In the listing below, a line holding "wall in the photo above." and a line holding "facade in the photo above." mark the range. Retype both exactly, with all lines between them.

──────── Information supplied ────────

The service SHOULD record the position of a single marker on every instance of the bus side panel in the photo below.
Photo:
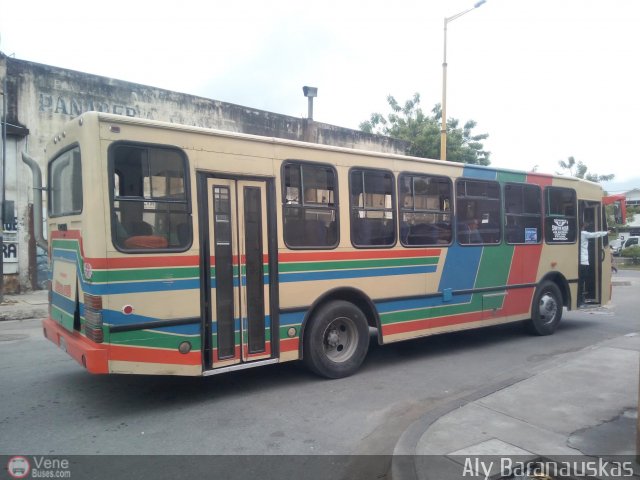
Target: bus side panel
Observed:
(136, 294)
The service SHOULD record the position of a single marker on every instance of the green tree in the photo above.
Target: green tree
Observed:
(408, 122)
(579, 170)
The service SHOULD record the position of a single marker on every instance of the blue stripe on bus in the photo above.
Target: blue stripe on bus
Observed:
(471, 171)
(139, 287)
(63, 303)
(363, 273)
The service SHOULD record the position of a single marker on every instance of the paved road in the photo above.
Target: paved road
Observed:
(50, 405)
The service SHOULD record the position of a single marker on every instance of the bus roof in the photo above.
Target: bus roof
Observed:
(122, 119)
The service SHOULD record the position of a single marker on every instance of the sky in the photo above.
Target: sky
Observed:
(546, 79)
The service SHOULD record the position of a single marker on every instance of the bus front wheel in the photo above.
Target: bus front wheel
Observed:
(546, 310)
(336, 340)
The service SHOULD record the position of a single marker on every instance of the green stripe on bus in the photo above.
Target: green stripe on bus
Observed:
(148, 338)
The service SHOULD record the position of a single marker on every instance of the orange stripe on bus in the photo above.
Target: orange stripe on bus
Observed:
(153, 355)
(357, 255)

────────
──────── Information supplied ────────

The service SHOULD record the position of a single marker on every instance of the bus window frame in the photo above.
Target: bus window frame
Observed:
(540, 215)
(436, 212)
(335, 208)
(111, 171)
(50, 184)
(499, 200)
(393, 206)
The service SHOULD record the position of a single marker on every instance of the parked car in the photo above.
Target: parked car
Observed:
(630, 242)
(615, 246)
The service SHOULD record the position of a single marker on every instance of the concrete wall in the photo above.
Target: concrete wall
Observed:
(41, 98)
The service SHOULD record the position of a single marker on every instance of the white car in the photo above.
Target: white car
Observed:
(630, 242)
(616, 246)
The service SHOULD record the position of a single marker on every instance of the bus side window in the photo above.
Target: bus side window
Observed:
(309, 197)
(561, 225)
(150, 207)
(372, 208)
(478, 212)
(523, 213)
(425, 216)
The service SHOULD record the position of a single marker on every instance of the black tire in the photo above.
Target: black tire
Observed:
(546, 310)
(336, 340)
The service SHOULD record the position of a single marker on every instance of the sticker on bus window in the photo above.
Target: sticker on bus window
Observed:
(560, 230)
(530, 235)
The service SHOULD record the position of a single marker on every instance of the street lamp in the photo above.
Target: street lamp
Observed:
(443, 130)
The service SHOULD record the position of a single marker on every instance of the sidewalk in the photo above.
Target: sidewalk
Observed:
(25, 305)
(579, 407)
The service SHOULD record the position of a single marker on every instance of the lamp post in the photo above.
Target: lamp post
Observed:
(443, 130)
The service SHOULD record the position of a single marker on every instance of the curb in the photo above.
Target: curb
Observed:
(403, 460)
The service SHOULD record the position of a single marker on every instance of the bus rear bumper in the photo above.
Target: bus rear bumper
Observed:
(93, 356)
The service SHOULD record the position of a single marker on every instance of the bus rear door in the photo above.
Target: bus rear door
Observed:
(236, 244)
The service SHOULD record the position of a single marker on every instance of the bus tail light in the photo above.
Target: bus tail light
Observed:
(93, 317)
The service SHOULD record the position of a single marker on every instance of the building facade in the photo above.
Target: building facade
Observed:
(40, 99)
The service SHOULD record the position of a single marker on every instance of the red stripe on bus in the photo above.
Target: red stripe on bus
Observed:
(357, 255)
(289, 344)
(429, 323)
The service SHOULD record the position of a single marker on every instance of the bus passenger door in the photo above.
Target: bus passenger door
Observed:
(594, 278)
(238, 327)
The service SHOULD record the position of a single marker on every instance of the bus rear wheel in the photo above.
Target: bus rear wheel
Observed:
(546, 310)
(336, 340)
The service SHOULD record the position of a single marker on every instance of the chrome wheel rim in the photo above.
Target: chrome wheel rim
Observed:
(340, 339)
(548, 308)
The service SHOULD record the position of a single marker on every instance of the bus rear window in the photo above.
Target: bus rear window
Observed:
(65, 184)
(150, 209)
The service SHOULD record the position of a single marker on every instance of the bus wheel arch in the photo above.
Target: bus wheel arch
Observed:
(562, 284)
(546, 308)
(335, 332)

────────

**Solution:**
The service SHOULD record the position of a single marker on every instance of the concrete wall in the photo above.
Target: concrete wall
Observed:
(41, 98)
The service SHOULD record the position of a single marker on every instance of the white car in the photo above.
Target: white car
Observed:
(630, 242)
(616, 246)
The service SHOULD record the position of a single marker on every instance of the bus side window in the photo above.
Target: bus side window
Observed:
(309, 197)
(561, 225)
(150, 207)
(372, 208)
(478, 212)
(523, 213)
(425, 216)
The service SHOULD record the position of a single marker on every instance of the black tire in the photo above.
Target: black tire
Observed:
(546, 310)
(336, 340)
The service SHOULD record the position of a single marker on every instance of the sticker on bus window in the photo above.
Target: sticker on bus window
Observed:
(560, 230)
(530, 235)
The service SHOULD record the position of a single marker on every instance of the street lamp in the photo above.
Target: street lamp
Observed:
(443, 130)
The service SHOULD record the position of a single marker on every instance of the sidewalk in the photo above.
Target: sidewalk
Observed:
(25, 305)
(579, 407)
The service SHOULD record the position of a single marker on every instance of the lamp post in the photo above.
Target: lamp post
Observed:
(443, 130)
The service SHOULD record the position of a single marker on every instance of the curb in the photo above.
Target: curb
Observed:
(403, 460)
The service SHOULD record the position of a single marker on every instance of the bus rear bumper in the photo above.
Target: bus rear bumper
Observed:
(93, 356)
The service SHOULD record the position of a single marker on every instance of the bus rear door in the photo above.
Target: bus rear door
Observed:
(236, 244)
The service SHOULD record the position of a single marker on every instance of the bus tail light in the photo above.
Target: bus tail light
Observed:
(93, 317)
The service SHOULD record the position of a single marker on every instance of the building facade in the photo above.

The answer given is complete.